TASK ITEM: Each record below must be returned exactly as shown.

PROVIDED RECORDS:
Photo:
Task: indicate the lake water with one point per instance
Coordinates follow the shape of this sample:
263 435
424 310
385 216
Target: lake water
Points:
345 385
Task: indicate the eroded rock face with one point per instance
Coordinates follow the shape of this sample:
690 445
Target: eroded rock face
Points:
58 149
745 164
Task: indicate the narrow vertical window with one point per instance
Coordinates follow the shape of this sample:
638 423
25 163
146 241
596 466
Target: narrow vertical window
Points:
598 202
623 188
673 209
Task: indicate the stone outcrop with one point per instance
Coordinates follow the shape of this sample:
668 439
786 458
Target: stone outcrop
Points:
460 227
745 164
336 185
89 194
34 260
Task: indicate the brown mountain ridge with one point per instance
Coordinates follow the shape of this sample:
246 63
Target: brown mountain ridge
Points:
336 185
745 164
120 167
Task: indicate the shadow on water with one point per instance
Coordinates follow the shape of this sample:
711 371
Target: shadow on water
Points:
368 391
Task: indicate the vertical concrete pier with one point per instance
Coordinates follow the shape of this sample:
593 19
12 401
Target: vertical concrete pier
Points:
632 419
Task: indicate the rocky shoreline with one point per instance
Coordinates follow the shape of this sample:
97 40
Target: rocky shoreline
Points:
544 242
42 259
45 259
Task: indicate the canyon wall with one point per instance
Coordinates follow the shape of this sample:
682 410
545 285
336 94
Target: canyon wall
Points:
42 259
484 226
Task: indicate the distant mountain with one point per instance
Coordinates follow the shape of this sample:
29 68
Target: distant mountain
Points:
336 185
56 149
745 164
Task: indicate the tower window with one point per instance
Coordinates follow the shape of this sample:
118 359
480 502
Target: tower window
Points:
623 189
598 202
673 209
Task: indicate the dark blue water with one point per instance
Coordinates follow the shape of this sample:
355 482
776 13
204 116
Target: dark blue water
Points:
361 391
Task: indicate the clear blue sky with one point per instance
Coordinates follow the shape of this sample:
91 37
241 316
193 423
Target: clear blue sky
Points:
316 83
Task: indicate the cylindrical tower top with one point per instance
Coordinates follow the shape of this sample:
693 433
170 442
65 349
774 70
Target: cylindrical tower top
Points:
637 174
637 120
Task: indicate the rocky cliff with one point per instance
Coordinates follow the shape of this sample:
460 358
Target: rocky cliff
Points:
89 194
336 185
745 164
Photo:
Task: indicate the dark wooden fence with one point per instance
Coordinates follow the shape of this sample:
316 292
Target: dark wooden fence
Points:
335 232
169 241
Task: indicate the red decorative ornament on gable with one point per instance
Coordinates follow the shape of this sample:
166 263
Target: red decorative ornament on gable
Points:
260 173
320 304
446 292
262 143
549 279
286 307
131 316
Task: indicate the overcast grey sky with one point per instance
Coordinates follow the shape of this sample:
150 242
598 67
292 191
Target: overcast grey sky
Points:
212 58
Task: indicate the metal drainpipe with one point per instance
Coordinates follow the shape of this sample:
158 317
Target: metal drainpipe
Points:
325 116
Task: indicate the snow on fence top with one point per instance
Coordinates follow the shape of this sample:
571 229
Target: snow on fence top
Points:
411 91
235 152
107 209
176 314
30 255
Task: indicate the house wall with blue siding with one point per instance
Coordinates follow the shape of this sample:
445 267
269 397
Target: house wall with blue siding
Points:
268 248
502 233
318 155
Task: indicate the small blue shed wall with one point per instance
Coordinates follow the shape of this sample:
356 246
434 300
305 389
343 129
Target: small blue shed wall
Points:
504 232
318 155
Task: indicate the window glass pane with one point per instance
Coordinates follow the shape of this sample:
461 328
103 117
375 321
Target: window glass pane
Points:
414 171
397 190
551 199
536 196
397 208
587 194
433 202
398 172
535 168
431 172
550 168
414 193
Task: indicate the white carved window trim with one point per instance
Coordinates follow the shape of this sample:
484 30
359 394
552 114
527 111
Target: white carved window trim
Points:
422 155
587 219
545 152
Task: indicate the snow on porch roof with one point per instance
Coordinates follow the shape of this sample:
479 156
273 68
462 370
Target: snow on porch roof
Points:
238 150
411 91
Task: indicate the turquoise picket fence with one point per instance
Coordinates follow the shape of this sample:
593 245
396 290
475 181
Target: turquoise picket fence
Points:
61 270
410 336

WRITTEN SOLUTION:
Photo:
Task: indicate the lake water with one point per instance
Coordinates follow the shape of this sample:
263 435
424 310
385 216
Target: lake water
Points:
345 385
Task: indicate the eroded rock face with one point per instance
Coordinates follow the shape of this sample:
690 445
Target: eroded rock face
Points:
58 149
745 164
Task: indicate the narrow vertical window with one point per instance
Coordinates follow the shape of this sample:
638 423
25 163
146 241
596 466
Target: narrow vertical window
Points:
598 202
623 188
673 209
Task: indicate the stone outcrop with one point per instance
Coordinates follow the shape of this sample:
668 439
786 458
Target: stone outcrop
Points:
460 227
745 164
336 185
89 194
34 260
Task: indicate the brown mountain ridge with one point per instance
Coordinates follow the shape of this sample:
246 63
Target: brown mountain ridge
Points:
336 185
745 164
120 167
Task: indicate the shadow on water with one point per instance
Coordinates follow the shape of this sample:
711 371
Target: shadow on water
Points:
368 391
Task: indicate the vertical concrete pier with one point per instance
Coordinates follow the shape of this sample:
593 19
12 401
Target: vertical concrete pier
Points:
632 419
Task: indicate the rocky shoreline with one point per instance
Coordinates follow the shape of this sample:
97 40
Target: rocky shoreline
Points:
544 242
42 259
45 259
Task: indicate the canyon wall with one point per instance
Coordinates follow the shape of this sample:
682 410
545 285
336 94
Target: canyon wall
Points:
42 259
484 226
Task: indicate the distant mountain with one point per instance
Coordinates follow the shape of this sample:
29 68
Target: distant mountain
Points:
336 185
56 149
745 164
Task: indicate the tower window with one point per instance
Coordinates follow the shape of this sample:
118 359
480 502
Target: tower window
Points:
623 189
598 202
673 209
Task: indicate the dark blue water with one point per instance
Coordinates follow the shape of this sample:
355 482
776 13
204 116
Target: dark blue water
Points:
361 391
Task: indicate the clear blue sky with one point per instance
Coordinates follow the shape of this sample:
91 37
241 316
193 423
Target: clear blue sky
Points:
316 83
Task: indicate the cylindrical tower top with one point per instance
Coordinates follow the shape of this sample:
693 433
170 442
65 349
774 70
Target: cylindrical tower top
Points:
637 174
637 120
Task: indicate the rocky cliff with one point per instance
Coordinates follow the shape of this sample:
460 358
Target: rocky cliff
Points:
89 194
336 185
745 164
Photo:
Task: indicate the dark wooden fence with one point per instance
Coordinates follow the shape of this sample:
316 292
Target: dark wooden fence
Points:
335 232
169 241
Task: indicate the red decorative ornament on gable with one point per instance
Coordinates follow the shape of this sample:
166 263
Target: red decorative ornament on gable
Points:
260 173
320 304
446 292
262 143
549 279
286 307
131 316
Task: indicate the overcast grey sky with one point per instance
Coordinates follow the shape of this sample:
150 242
598 67
292 191
Target: overcast grey sky
Points:
212 58
Task: indicate the metal drainpipe with one point per instance
Coordinates follow the shape of this sample:
158 317
Target: metal drainpipe
Points:
325 116
Task: indicate the snow on fence top with one point per instance
Coordinates follow the shape of this sample:
571 229
Target: snow on fence top
Points:
411 91
235 152
107 209
176 314
30 255
Task: indicate the house wall with blue siding with one point per instance
Coordinates follow the shape of this sample:
445 267
269 397
Target: house wall with blue siding
Points:
268 248
502 233
318 155
Task: indicate the small blue shed wall with one point per instance
Coordinates follow the shape of this sample:
356 246
434 300
305 389
343 129
Target: small blue shed wall
Points:
504 232
318 155
Task: indicate the window glass pane with one point per instance
Coordinates follow the shape of this sample:
461 328
103 117
375 321
Target: window glass pane
Points:
414 171
397 190
551 199
536 196
397 208
587 194
433 202
398 172
535 168
431 172
550 168
414 193
Task: indicate the white carved window trim with one point per instance
Coordinates follow the shape of this sample:
484 30
359 394
552 114
527 111
Target: white carved window trim
Points:
422 155
587 219
545 152
Task: indicate the snow on porch roof with one point per instance
Coordinates follow the shape of this sample:
479 156
273 68
462 370
Target: snow on porch roof
Points:
238 150
411 91
Task: indicate the turquoise picket fence with one point per instance
Coordinates follow the shape of this sample:
593 245
396 290
475 181
Target: turquoise picket fence
Points:
61 270
410 336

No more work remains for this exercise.